━━━ Exercise inputs
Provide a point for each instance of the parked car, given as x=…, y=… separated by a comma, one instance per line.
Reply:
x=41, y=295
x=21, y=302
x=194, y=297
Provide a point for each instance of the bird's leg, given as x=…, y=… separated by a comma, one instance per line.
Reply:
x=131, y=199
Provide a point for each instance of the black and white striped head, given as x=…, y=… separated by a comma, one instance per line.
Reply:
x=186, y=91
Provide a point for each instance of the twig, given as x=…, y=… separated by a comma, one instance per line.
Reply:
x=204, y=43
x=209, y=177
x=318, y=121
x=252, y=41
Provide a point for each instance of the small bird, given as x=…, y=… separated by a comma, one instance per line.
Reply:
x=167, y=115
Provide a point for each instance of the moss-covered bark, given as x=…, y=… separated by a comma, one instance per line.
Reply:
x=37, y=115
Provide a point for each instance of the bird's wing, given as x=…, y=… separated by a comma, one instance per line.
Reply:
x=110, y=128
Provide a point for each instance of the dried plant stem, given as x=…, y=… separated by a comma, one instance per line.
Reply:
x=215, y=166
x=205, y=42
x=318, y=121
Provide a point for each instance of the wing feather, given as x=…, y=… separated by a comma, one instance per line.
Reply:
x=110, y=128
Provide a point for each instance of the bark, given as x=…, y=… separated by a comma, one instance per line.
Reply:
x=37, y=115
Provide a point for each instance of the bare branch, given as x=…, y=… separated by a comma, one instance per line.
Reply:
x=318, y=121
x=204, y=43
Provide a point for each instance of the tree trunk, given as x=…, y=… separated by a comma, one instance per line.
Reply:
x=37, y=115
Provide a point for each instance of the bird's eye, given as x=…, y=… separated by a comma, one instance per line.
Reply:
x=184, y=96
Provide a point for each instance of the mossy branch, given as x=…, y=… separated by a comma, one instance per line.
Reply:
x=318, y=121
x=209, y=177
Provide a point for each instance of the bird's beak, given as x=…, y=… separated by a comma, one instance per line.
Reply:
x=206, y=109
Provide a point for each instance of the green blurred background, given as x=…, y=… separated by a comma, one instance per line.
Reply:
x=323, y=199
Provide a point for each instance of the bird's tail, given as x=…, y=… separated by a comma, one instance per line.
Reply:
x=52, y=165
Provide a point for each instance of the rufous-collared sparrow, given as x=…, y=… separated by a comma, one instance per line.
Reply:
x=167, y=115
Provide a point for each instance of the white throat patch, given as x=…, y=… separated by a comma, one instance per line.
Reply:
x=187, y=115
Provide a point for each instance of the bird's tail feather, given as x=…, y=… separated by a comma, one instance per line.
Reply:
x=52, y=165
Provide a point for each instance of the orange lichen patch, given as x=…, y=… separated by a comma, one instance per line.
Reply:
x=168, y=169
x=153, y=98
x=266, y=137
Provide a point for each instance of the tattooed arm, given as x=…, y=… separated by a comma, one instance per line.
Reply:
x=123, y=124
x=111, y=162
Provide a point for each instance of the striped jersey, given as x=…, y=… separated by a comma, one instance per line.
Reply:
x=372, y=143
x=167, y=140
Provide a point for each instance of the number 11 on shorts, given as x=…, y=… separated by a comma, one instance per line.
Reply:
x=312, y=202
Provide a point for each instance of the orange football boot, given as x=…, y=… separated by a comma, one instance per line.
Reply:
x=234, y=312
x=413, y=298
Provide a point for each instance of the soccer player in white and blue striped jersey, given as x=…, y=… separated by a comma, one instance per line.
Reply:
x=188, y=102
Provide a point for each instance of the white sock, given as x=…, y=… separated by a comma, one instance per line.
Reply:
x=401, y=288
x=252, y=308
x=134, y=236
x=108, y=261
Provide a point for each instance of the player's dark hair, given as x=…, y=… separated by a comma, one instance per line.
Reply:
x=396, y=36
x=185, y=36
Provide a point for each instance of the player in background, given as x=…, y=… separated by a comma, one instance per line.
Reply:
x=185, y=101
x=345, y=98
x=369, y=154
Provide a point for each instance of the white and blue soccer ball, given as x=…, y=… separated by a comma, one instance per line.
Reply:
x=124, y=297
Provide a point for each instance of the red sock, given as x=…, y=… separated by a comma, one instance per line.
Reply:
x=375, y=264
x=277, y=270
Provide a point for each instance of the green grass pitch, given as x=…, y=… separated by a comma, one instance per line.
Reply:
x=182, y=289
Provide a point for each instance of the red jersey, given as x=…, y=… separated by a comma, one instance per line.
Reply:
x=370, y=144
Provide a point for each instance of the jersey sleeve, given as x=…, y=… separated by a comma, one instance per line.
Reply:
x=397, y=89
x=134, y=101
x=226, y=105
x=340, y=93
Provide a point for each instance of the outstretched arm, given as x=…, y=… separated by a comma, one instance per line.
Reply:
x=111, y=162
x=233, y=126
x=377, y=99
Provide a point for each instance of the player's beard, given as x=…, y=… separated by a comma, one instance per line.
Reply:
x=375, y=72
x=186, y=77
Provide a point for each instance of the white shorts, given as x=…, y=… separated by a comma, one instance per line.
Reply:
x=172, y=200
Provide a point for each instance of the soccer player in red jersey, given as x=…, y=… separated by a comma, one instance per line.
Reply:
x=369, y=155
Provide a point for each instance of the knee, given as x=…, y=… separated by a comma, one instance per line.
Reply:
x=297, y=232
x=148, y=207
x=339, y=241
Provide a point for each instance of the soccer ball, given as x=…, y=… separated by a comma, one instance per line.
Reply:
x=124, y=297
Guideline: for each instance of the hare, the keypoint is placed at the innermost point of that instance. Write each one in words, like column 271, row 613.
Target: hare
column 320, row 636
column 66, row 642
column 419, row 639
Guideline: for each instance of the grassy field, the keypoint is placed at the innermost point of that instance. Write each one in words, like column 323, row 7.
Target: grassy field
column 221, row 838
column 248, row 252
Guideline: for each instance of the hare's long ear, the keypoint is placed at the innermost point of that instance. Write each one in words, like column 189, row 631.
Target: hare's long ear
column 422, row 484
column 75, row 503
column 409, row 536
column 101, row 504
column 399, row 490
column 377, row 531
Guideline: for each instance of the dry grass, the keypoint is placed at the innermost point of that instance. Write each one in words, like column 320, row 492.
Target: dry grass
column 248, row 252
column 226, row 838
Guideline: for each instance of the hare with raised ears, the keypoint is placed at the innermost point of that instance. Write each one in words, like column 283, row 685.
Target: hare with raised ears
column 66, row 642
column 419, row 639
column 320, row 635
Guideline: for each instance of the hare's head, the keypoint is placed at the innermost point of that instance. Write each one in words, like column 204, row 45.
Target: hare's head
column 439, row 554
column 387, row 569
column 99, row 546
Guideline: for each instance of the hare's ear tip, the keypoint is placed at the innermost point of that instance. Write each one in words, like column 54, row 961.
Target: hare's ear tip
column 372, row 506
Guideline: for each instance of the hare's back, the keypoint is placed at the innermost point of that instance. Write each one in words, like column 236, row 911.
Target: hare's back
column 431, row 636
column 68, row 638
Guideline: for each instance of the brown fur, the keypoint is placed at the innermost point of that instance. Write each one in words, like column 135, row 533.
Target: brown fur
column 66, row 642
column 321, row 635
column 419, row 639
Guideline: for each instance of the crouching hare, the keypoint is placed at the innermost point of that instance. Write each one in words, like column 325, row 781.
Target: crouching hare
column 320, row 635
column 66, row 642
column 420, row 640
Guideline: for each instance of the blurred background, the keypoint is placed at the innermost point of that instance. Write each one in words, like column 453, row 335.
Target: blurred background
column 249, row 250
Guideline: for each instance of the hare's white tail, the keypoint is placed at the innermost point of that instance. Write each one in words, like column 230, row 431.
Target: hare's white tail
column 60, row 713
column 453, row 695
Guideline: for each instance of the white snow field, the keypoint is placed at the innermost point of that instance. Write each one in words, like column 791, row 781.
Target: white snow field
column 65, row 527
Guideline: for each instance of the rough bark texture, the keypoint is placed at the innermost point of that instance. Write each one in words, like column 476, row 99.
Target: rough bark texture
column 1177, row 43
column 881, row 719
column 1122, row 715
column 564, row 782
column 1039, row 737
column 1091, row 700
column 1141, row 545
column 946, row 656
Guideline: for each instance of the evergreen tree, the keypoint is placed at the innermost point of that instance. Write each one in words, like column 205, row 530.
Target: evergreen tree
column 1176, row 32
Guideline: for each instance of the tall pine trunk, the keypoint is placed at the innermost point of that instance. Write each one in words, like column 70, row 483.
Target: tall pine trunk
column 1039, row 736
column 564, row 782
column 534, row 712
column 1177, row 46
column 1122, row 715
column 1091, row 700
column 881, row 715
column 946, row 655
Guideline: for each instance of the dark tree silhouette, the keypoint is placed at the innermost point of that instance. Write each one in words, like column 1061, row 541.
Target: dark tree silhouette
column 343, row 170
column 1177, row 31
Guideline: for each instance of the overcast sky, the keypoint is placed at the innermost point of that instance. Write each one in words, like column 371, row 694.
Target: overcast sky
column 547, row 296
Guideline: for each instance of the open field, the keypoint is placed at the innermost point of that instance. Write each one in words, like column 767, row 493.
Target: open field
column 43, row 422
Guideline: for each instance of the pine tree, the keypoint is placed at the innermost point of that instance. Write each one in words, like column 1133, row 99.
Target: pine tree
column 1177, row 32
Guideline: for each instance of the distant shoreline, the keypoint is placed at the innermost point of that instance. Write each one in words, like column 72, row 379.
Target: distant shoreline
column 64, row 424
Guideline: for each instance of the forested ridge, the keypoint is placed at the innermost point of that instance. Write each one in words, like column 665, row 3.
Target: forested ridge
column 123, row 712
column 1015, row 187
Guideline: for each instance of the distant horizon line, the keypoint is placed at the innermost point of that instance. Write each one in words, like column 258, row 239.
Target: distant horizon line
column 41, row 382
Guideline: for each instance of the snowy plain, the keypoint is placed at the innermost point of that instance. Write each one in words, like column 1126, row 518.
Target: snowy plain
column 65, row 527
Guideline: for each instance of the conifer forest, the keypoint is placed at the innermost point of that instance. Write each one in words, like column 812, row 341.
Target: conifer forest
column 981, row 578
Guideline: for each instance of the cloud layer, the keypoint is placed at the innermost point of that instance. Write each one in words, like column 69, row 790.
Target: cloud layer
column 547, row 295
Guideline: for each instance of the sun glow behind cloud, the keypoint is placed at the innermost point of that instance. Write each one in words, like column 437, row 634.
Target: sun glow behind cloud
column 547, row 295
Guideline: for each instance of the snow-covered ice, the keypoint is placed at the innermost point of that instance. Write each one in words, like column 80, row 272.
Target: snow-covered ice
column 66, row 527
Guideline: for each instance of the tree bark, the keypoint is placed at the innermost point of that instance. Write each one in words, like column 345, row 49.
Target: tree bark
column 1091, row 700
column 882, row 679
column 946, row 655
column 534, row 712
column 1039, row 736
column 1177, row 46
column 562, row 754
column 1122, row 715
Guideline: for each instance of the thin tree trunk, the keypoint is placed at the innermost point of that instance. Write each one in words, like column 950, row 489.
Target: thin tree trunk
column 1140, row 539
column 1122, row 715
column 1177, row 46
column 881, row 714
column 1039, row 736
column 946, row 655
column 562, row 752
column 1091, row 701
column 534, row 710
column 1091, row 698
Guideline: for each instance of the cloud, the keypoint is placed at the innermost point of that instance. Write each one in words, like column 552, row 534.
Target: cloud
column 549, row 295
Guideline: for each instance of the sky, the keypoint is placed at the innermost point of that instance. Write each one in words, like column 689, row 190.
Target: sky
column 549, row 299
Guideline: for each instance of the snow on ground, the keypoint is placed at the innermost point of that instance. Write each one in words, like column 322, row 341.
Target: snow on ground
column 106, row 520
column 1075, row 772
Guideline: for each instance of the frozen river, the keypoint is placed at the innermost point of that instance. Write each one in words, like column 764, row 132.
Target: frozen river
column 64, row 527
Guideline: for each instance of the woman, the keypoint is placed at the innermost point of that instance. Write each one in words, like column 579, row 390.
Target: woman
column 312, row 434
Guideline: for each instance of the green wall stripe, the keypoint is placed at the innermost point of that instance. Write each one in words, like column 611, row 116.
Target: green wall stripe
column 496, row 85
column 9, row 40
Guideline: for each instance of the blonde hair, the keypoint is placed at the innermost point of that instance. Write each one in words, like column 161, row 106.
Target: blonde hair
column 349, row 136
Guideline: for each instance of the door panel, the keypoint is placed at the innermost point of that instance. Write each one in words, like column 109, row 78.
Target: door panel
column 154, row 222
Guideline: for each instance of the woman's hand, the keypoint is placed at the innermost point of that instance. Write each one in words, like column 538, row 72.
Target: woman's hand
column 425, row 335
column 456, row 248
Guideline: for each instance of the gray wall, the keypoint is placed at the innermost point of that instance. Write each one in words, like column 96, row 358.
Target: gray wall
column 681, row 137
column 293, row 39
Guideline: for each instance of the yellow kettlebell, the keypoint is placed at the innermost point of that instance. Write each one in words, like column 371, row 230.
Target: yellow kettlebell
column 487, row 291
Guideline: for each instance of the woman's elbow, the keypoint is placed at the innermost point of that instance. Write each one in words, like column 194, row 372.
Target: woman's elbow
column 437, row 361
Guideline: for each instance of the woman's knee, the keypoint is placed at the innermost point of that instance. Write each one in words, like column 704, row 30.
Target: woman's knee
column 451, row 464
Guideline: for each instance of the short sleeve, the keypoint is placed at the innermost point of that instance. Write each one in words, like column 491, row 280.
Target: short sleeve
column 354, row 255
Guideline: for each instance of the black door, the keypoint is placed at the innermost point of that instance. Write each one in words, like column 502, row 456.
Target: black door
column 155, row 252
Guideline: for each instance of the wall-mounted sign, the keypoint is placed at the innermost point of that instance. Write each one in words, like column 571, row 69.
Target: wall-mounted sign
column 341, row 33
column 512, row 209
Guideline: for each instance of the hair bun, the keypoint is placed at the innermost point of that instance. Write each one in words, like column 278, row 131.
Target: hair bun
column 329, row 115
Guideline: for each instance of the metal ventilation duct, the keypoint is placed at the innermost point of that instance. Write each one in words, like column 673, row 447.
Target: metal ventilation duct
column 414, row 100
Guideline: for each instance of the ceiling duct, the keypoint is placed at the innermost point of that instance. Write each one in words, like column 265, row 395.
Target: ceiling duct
━━━━━━
> _The problem_:
Copy out the lines above word for word, from the line with "Guideline: for each instance of the pine" to the line with "column 1177, row 32".

> _Finished task_:
Guideline: for each instance of the pine tree, the keypoint is placed at the innermost point of that instance. Write each one in words, like column 1133, row 99.
Target: pine tree
column 1177, row 32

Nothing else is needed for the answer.